## Exercise instructions
Repeat the stretch of the Kristol piece from "Bill Kristol–neoconservative political" through "selling Confederate memorabilia.", swapping "Confederate" for "Southern".
──────── Text
Neocon Bill Kristol Gets into Heated Argument with John Heilemann over the Confederate Flag Issue, Claims That the Left Has a Campaign to Disrespect the Memory of Confederate Soldiers

Image by Donkey Hotey

Image by Donkey Hotey

By Elaine Magliaro

Bill Kristol–neoconservative political analyst and commentator, founder and editor of The Weekly Standard, and clueless pundit who is wrong about everything–got into a heated discussion with Bloomberg’s Politics Editor John Heilemann on Morning Joe Wednesday. Kristol had warned about “a campaign to disrespect the memory of Confederate soldiers in the wake of the South Carolina church massacre.”

Brendan James of TPM said that Kristol–in several tweets that he posted yesterday and on Morning Joe earlier today–“accused ‘the left’ of trying to tear down Confederate statues and ban the teaching of speeches by Abraham Lincoln” after retailers like Amazon and eBay announced that they would discontinue selling Confederate memorabilia.
────────────────
──────── Information shown
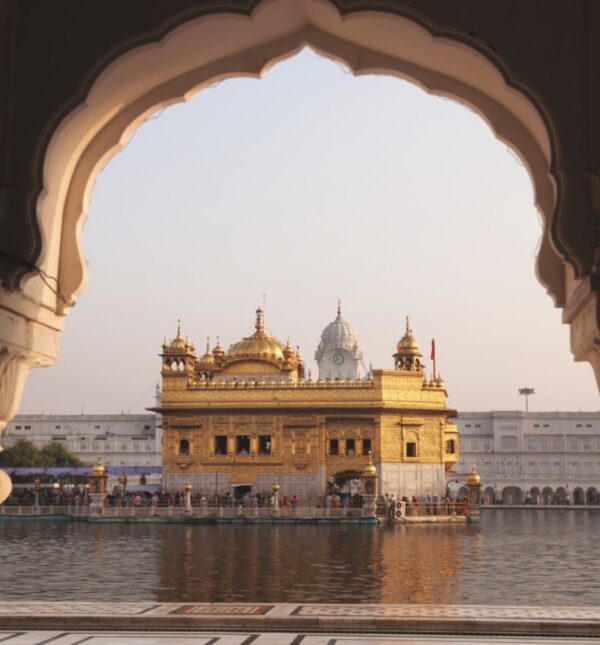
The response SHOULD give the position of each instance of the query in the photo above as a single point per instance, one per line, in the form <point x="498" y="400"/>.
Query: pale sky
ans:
────────────────
## Response to this task
Bill Kristol–neoconservative political analyst and commentator, founder and editor of The Weekly Standard, and clueless pundit who is wrong about everything–got into a heated discussion with Bloomberg’s Politics Editor John Heilemann on Morning Joe Wednesday. Kristol had warned about “a campaign to disrespect the memory of Southern soldiers in the wake of the South Carolina church massacre.”

Brendan James of TPM said that Kristol–in several tweets that he posted yesterday and on Morning Joe earlier today–“accused ‘the left’ of trying to tear down Southern statues and ban the teaching of speeches by Abraham Lincoln” after retailers like Amazon and eBay announced that they would discontinue selling Southern memorabilia.